#### The problem:
Locate each line below containing the string "base" with matching case, and copy every such line.

#### Dataset rows:

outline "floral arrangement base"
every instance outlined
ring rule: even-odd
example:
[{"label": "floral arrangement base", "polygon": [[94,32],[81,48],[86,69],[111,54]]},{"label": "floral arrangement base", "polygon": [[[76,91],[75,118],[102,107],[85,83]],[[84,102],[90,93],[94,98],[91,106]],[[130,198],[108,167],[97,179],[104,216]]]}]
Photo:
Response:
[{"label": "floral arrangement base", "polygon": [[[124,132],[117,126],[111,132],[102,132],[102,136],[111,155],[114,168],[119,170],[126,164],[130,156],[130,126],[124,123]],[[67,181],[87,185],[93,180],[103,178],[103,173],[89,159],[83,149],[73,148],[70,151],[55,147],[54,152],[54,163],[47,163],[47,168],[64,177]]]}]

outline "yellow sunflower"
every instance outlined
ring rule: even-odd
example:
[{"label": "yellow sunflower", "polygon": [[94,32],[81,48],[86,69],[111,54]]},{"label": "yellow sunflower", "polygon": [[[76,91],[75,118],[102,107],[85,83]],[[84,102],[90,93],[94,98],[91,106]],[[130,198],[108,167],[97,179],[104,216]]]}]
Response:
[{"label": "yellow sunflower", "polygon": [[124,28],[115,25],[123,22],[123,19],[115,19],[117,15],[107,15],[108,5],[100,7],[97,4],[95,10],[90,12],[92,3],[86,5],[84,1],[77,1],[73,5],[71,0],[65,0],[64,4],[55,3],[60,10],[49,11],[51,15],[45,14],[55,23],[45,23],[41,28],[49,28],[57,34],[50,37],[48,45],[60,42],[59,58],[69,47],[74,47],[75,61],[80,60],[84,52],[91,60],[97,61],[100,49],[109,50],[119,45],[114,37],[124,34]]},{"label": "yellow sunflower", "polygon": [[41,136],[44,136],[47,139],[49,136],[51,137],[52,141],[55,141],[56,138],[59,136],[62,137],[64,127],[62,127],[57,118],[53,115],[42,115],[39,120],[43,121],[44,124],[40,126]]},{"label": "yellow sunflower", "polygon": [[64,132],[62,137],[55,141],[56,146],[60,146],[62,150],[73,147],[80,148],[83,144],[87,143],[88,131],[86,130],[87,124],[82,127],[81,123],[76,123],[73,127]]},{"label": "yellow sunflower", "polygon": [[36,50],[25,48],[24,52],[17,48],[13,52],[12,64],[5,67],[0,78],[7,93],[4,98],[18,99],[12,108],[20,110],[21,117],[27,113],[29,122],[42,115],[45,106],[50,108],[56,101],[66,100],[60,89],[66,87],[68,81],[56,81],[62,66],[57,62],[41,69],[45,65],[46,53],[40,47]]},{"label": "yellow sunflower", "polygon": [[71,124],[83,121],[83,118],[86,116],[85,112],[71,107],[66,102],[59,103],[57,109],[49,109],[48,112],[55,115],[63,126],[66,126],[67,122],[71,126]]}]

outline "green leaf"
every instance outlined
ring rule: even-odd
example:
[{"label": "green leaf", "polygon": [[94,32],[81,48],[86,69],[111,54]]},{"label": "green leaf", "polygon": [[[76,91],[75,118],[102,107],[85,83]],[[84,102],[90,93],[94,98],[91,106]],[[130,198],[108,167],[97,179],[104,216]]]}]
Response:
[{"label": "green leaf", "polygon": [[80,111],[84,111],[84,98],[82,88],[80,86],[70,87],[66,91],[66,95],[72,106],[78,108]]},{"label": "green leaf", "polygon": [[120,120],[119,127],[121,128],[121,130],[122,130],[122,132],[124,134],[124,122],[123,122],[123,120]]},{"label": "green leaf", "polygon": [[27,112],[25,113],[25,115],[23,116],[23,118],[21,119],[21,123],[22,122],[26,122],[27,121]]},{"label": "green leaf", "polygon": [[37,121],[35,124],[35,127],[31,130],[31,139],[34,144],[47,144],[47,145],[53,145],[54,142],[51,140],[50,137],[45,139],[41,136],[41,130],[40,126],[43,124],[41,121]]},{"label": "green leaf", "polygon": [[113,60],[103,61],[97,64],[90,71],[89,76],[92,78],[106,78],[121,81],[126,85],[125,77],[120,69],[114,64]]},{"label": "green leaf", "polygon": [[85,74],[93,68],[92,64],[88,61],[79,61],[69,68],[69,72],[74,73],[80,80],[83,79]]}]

#### Answer for the task:
outline "floral arrangement base"
[{"label": "floral arrangement base", "polygon": [[94,32],[81,48],[86,69],[111,54]]},{"label": "floral arrangement base", "polygon": [[[76,91],[75,118],[102,107],[85,83]],[[84,102],[90,93],[94,98],[91,106]],[[130,198],[108,167],[97,179],[104,216]]]}]
[{"label": "floral arrangement base", "polygon": [[[124,132],[117,126],[111,132],[102,132],[102,136],[111,155],[114,168],[119,170],[126,164],[130,156],[130,126],[124,123]],[[67,181],[87,185],[93,180],[103,178],[103,173],[89,159],[83,149],[73,148],[70,151],[55,147],[54,152],[54,163],[47,163],[47,168],[64,177]]]}]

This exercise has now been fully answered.